Your objective =
Filter the entries below, keeping only lines with "hand".
*** Opening Source data ***
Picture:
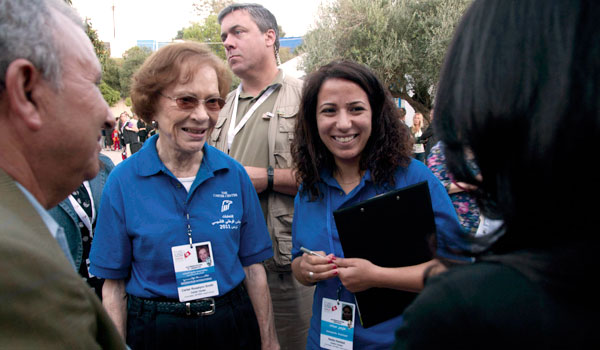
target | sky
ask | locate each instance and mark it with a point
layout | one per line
(160, 20)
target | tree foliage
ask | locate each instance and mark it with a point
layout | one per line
(208, 32)
(132, 60)
(403, 41)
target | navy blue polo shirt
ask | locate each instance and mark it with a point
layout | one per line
(314, 228)
(144, 212)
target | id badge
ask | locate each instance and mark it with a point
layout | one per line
(195, 271)
(337, 324)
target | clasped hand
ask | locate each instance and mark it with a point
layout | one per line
(355, 274)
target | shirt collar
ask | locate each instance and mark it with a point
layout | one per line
(327, 177)
(48, 220)
(55, 230)
(150, 164)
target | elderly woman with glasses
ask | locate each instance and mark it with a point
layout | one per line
(176, 194)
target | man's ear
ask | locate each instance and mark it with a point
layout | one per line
(22, 78)
(270, 37)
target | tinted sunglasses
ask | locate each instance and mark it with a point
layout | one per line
(213, 104)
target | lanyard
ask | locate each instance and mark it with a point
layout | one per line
(234, 129)
(87, 221)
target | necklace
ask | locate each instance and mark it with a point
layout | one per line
(349, 183)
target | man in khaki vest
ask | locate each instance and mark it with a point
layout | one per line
(51, 117)
(256, 127)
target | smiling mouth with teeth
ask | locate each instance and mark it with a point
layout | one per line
(193, 131)
(345, 138)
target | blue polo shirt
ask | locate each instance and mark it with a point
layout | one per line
(144, 212)
(314, 228)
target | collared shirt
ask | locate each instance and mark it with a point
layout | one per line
(144, 210)
(314, 228)
(251, 145)
(57, 232)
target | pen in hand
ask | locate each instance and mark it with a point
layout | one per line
(310, 252)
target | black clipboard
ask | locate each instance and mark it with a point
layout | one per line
(393, 229)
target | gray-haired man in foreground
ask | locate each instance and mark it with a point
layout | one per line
(51, 117)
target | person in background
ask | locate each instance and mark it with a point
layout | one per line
(52, 115)
(428, 137)
(176, 193)
(116, 137)
(415, 129)
(77, 216)
(142, 131)
(402, 115)
(349, 147)
(524, 106)
(255, 127)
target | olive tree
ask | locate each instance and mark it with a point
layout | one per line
(403, 41)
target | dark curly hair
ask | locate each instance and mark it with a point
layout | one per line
(390, 143)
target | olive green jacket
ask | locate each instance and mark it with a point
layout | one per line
(44, 302)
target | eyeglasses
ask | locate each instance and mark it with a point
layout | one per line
(213, 104)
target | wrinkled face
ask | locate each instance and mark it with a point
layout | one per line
(186, 130)
(75, 113)
(246, 46)
(343, 119)
(203, 254)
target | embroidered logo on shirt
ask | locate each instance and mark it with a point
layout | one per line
(225, 205)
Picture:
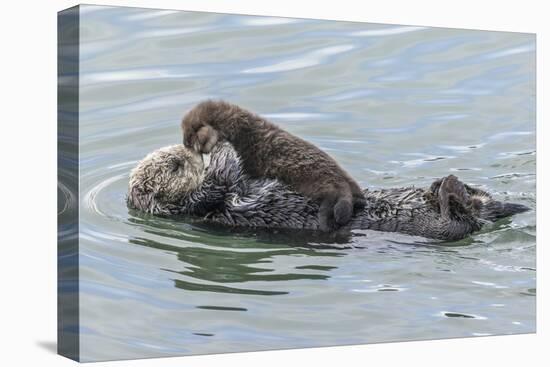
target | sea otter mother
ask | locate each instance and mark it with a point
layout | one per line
*** Closing Source data ***
Worked solution =
target | clasped hand
target | pen in hand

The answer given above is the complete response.